* _Recorded information_
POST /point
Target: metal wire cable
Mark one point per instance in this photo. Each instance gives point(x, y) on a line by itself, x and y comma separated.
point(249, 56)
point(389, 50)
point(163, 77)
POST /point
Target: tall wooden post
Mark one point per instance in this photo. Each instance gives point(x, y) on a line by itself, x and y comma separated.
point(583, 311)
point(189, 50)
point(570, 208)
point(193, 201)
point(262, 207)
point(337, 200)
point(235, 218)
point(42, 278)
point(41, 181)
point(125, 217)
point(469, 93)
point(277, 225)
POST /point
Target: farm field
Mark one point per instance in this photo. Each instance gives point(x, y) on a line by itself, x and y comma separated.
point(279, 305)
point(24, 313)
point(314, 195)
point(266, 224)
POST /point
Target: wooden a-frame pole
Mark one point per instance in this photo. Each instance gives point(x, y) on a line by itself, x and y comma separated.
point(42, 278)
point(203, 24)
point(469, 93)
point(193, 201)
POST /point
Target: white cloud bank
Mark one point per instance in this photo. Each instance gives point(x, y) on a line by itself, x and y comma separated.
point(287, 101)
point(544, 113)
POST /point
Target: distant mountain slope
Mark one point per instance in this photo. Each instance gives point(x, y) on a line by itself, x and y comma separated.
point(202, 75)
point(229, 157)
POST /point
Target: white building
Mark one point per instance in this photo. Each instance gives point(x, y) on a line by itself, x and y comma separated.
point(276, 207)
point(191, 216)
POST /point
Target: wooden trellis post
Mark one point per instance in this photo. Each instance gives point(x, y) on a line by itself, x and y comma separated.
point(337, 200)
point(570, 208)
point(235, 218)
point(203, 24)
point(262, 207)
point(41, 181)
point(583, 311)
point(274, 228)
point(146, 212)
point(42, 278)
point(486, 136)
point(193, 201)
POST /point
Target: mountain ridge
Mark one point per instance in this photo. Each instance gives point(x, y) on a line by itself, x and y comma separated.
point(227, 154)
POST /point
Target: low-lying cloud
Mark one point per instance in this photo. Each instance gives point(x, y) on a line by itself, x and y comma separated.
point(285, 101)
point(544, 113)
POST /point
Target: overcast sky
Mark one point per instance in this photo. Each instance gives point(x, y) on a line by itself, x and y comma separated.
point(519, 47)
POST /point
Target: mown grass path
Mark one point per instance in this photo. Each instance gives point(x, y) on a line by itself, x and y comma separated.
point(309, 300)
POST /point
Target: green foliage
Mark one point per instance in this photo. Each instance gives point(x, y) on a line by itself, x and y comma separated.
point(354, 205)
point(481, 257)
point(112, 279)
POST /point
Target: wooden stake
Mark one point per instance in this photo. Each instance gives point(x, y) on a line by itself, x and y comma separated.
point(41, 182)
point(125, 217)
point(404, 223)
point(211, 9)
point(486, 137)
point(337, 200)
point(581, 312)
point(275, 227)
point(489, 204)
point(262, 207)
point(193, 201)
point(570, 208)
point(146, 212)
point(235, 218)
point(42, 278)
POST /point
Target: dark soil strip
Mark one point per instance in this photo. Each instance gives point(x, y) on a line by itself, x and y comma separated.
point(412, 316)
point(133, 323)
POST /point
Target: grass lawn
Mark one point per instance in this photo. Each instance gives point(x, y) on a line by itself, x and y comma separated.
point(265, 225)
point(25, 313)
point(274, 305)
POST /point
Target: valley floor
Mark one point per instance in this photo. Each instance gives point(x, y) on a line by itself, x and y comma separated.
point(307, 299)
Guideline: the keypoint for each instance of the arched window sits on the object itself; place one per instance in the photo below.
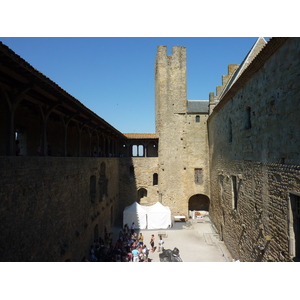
(131, 172)
(155, 179)
(230, 131)
(248, 118)
(93, 188)
(102, 169)
(142, 193)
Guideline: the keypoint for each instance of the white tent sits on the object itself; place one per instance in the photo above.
(137, 214)
(158, 216)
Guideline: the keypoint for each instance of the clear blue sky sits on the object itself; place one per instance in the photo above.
(114, 77)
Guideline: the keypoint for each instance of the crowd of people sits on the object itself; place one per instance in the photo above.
(129, 247)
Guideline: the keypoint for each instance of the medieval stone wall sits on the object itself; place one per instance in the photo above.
(254, 158)
(52, 207)
(137, 173)
(183, 145)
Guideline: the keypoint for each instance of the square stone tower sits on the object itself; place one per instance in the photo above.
(183, 172)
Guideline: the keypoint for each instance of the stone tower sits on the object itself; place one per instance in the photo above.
(177, 157)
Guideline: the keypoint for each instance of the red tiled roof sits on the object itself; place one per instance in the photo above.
(141, 135)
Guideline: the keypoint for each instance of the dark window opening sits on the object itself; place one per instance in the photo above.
(131, 172)
(248, 118)
(155, 179)
(230, 131)
(198, 176)
(295, 230)
(235, 192)
(93, 188)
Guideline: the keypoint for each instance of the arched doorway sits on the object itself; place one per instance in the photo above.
(199, 202)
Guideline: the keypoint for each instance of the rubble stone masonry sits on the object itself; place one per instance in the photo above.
(254, 158)
(53, 207)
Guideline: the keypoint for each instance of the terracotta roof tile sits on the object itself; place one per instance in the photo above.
(141, 135)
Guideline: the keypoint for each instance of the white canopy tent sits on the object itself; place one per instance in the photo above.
(137, 214)
(158, 216)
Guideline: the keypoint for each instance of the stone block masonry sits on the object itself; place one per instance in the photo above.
(52, 208)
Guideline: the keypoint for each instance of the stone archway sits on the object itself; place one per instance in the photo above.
(199, 202)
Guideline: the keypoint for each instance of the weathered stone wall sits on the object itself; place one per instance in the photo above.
(253, 137)
(49, 211)
(140, 177)
(183, 143)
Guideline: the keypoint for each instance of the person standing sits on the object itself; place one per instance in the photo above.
(160, 244)
(135, 255)
(141, 240)
(132, 228)
(152, 243)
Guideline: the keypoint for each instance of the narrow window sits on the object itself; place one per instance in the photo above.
(234, 192)
(248, 118)
(230, 131)
(131, 172)
(294, 227)
(155, 179)
(142, 193)
(137, 150)
(198, 176)
(93, 188)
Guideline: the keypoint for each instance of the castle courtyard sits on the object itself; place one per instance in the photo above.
(198, 242)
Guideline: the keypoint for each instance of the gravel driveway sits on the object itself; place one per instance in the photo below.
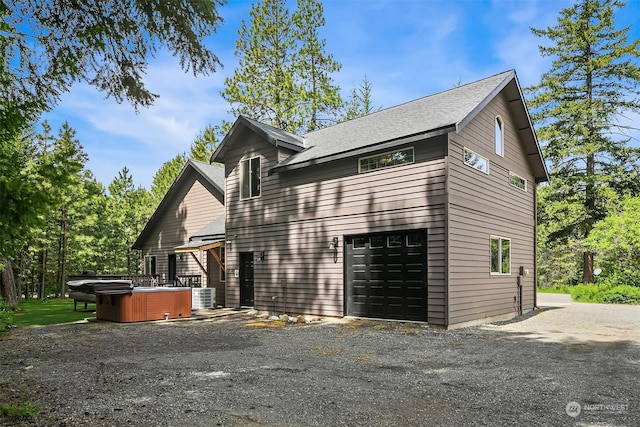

* _Assigned task_
Please retype only the lines from the line that holds "Guideline: the keypoint for each instance of the person" through the end of the records, exactly as they stand, and drop every picture.

* _Answer for this exercise_
Guideline: the keypoint for each instance of the person standing sits on the object itself; place one per instance in the photo above.
(160, 244)
(135, 255)
(141, 240)
(132, 228)
(152, 243)
Guideline: the keypoint for each instance of the narrow window sits on the object itself; place one per instance in the photo above.
(234, 192)
(248, 118)
(230, 131)
(131, 172)
(294, 227)
(155, 179)
(142, 193)
(137, 150)
(198, 176)
(93, 188)
Guideline: the keypoint for each instance of the castle courtyard sits on the object itself; place one per instance in the photo above.
(198, 242)
Guideline: the keypoint for each instance of the gravel driveway sits on the object itself; place one per instance in the photo below.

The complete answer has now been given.